## LISTED ENTRIES
______

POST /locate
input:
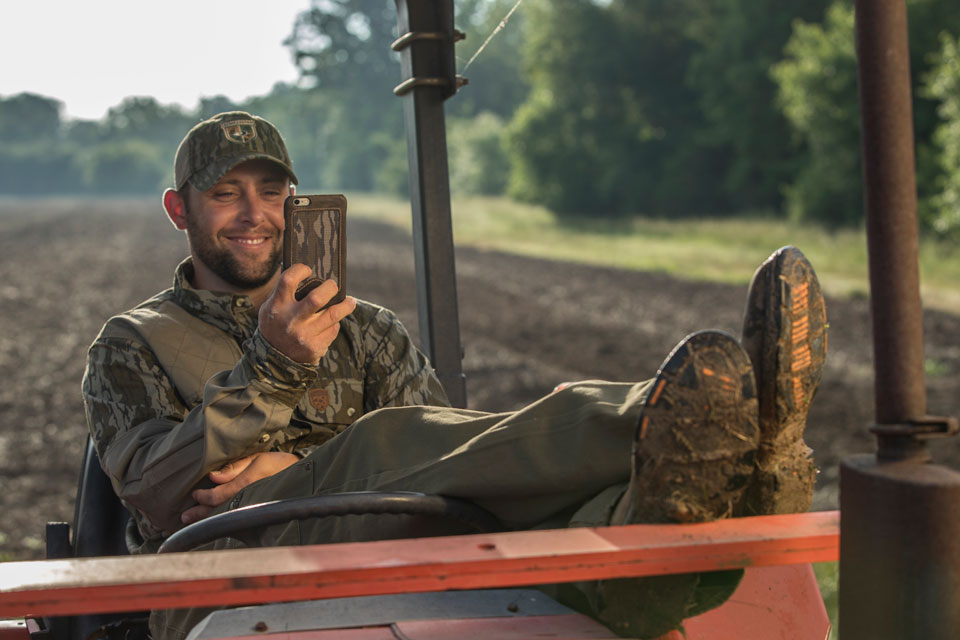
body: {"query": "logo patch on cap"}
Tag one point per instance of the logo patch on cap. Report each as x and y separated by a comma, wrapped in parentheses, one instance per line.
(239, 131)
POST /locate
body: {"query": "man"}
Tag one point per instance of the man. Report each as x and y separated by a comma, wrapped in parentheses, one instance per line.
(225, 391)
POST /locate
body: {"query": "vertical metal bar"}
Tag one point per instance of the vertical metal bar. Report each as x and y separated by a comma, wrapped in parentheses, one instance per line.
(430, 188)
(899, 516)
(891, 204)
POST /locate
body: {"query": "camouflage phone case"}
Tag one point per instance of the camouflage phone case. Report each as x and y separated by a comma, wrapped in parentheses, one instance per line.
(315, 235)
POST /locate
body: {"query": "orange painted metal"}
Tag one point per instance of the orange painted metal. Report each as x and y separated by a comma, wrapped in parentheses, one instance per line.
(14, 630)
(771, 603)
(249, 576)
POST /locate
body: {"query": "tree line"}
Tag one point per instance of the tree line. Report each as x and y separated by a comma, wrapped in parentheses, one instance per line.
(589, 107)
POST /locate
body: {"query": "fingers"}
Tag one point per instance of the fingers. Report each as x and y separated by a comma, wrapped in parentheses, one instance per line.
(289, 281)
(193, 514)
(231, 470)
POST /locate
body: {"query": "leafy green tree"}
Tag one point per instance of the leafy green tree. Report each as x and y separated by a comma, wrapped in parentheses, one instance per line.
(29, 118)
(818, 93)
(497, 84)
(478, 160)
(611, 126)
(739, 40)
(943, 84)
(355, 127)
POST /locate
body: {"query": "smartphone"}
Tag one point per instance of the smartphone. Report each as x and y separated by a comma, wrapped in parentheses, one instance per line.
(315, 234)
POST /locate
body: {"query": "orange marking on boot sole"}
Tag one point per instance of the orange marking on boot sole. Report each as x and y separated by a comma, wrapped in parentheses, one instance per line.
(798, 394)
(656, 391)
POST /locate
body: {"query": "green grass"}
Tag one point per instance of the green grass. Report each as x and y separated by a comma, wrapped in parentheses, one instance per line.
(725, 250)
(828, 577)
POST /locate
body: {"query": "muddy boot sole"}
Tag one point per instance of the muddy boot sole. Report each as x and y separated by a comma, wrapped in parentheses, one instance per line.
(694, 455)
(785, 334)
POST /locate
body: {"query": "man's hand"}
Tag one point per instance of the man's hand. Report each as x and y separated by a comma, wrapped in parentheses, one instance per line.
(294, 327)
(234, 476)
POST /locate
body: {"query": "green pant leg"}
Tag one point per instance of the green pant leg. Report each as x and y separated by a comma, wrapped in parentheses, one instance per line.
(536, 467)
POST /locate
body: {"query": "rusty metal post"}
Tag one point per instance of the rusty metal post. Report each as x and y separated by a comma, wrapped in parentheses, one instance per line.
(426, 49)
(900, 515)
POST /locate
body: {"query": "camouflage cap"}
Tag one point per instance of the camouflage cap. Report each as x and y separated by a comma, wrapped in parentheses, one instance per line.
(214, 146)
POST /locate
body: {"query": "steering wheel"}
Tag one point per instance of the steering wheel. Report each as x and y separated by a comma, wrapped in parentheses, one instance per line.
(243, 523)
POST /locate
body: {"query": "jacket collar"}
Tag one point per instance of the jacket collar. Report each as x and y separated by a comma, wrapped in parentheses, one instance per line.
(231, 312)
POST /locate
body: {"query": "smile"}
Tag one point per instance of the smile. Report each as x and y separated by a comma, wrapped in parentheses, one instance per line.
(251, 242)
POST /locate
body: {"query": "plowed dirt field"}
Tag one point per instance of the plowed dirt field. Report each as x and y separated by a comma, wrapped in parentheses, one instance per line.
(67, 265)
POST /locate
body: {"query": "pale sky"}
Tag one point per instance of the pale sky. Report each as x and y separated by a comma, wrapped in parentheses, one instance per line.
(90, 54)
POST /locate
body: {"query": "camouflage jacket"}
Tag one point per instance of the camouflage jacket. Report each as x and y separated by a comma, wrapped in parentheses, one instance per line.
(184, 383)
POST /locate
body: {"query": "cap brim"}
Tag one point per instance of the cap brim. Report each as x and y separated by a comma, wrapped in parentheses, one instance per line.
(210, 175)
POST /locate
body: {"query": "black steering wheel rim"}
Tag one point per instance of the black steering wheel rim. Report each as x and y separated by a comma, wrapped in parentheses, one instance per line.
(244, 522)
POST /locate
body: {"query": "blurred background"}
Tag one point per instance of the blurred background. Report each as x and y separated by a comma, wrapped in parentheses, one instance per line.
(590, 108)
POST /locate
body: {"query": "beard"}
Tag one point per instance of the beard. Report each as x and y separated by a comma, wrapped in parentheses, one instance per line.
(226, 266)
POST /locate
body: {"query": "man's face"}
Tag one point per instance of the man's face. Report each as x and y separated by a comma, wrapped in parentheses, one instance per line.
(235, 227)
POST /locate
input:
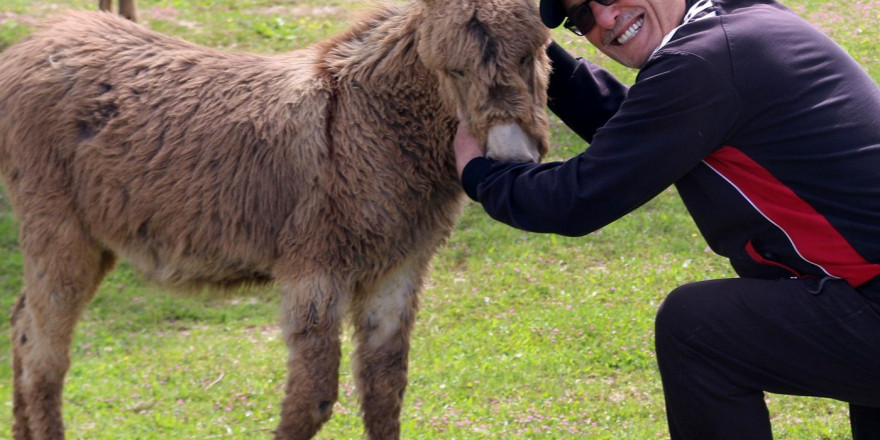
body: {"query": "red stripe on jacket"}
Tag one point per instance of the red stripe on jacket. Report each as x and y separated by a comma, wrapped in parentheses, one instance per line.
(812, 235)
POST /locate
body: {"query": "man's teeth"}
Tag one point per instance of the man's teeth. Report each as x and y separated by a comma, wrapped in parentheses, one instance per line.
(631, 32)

______

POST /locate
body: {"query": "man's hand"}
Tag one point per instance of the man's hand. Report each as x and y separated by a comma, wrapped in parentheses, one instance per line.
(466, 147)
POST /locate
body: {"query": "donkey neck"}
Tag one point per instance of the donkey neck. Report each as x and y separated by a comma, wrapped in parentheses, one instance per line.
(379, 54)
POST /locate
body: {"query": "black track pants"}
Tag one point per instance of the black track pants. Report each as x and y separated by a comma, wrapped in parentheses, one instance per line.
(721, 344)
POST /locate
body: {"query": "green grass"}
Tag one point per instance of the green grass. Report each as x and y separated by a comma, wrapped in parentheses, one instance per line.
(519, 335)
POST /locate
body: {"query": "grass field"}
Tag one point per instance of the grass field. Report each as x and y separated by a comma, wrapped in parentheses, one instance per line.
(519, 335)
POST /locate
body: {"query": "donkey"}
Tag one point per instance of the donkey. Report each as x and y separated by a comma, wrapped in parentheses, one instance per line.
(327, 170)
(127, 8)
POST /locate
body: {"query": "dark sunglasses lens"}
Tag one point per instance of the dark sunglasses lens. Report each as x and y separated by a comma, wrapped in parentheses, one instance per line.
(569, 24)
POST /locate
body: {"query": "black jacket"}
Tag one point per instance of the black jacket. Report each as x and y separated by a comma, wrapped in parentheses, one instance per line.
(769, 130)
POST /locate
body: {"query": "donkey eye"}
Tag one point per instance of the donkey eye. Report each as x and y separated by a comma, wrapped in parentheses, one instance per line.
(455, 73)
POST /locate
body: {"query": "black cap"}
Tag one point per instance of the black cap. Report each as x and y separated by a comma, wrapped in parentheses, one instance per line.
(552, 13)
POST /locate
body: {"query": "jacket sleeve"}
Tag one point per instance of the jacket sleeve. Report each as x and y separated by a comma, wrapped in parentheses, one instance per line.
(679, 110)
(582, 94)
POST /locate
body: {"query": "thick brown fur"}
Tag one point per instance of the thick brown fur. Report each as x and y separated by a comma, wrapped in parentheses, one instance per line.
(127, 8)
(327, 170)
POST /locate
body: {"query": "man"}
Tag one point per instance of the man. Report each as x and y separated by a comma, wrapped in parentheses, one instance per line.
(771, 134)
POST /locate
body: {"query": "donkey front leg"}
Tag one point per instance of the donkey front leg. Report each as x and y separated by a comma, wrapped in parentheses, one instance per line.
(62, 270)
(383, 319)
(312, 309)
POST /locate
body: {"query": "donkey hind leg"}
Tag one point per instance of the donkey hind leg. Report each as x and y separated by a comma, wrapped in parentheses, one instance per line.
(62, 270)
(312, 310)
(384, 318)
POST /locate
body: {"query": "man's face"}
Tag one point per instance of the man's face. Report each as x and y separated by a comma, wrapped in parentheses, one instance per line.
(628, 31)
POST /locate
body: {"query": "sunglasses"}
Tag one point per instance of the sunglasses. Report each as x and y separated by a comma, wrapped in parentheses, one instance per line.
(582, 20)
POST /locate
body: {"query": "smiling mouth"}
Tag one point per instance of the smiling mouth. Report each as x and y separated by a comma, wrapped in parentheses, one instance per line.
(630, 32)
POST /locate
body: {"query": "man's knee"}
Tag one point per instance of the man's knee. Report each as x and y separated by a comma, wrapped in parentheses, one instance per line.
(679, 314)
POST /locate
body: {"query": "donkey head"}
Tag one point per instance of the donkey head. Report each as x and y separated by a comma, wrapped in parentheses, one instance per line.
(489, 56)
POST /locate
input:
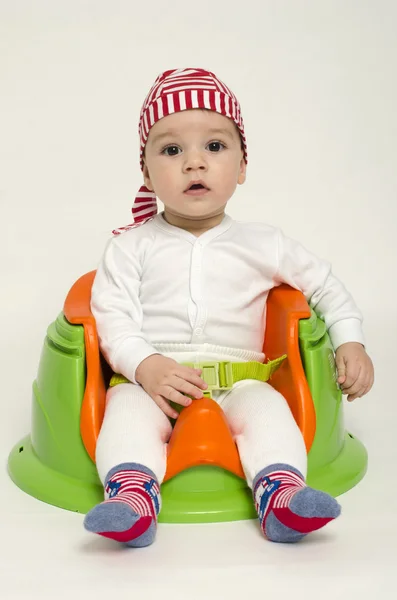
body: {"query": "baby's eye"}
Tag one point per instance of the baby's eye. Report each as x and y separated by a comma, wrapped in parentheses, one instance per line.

______

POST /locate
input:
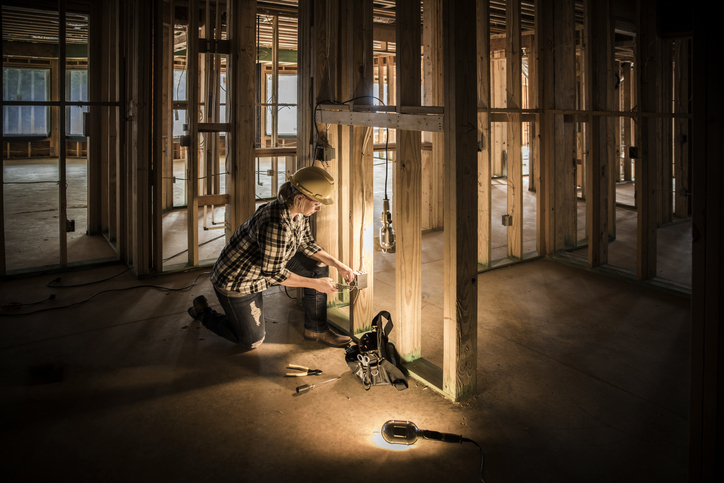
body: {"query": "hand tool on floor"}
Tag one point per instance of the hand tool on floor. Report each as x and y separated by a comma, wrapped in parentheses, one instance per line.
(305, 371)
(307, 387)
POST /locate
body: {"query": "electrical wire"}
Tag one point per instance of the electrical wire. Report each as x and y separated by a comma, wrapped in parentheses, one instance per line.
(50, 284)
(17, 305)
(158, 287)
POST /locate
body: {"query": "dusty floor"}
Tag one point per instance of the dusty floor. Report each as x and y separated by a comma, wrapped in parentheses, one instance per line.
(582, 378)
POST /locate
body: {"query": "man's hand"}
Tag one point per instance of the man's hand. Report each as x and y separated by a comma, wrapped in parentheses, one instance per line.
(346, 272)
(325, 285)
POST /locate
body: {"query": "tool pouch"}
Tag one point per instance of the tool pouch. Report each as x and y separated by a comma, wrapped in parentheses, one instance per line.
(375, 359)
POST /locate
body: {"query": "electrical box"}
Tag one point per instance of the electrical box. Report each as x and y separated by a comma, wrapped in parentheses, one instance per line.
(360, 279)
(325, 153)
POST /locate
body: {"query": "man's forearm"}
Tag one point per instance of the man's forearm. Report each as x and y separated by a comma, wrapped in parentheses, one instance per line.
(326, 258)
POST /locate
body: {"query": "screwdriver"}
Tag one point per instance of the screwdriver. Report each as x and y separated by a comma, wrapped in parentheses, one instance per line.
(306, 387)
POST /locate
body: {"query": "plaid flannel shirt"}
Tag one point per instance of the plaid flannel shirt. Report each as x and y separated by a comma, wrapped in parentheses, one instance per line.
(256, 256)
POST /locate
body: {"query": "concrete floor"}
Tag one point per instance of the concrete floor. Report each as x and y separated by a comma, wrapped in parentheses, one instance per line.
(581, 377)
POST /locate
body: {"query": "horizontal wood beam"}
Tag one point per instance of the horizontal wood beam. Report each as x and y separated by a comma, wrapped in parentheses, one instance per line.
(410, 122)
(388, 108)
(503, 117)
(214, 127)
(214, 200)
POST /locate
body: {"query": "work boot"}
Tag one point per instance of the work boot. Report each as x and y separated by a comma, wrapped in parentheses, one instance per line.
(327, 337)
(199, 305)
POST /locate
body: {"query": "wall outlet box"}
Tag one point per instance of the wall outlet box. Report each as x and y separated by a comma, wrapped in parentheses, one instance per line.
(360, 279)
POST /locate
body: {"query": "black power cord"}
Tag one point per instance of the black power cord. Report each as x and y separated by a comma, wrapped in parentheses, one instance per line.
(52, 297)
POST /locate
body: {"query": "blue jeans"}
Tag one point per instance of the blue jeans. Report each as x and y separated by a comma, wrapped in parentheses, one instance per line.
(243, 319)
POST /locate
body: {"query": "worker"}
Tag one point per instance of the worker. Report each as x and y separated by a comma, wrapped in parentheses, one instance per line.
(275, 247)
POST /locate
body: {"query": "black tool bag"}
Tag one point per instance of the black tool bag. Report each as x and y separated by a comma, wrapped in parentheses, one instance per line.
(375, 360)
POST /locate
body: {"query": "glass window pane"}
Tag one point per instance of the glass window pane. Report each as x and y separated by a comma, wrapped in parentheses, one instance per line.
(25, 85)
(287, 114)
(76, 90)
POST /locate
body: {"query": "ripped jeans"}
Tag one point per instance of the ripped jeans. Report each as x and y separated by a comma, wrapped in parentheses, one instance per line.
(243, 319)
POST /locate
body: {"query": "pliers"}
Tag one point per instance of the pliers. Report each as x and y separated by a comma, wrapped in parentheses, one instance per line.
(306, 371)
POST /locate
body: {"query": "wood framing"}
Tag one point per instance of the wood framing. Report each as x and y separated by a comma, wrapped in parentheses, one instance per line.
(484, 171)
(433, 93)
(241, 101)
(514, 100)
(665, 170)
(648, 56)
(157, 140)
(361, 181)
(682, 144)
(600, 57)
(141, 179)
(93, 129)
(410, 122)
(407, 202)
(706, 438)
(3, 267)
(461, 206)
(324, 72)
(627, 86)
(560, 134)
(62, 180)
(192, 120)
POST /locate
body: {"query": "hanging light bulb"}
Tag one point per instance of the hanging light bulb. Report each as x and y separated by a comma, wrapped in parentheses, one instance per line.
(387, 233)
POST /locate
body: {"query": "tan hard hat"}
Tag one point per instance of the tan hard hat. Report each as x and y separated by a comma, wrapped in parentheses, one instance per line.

______

## WORK REQUIRED
Search the records for the word "hard" and copy out every line that holds it.

## SOLUTION FOR THIS EXERCISE
body: {"query": "tan hard hat"}
Tag one point per instance of the tan hard hat. Report each as x and y separated by a comma, wrapped in parentheses, one instance per line.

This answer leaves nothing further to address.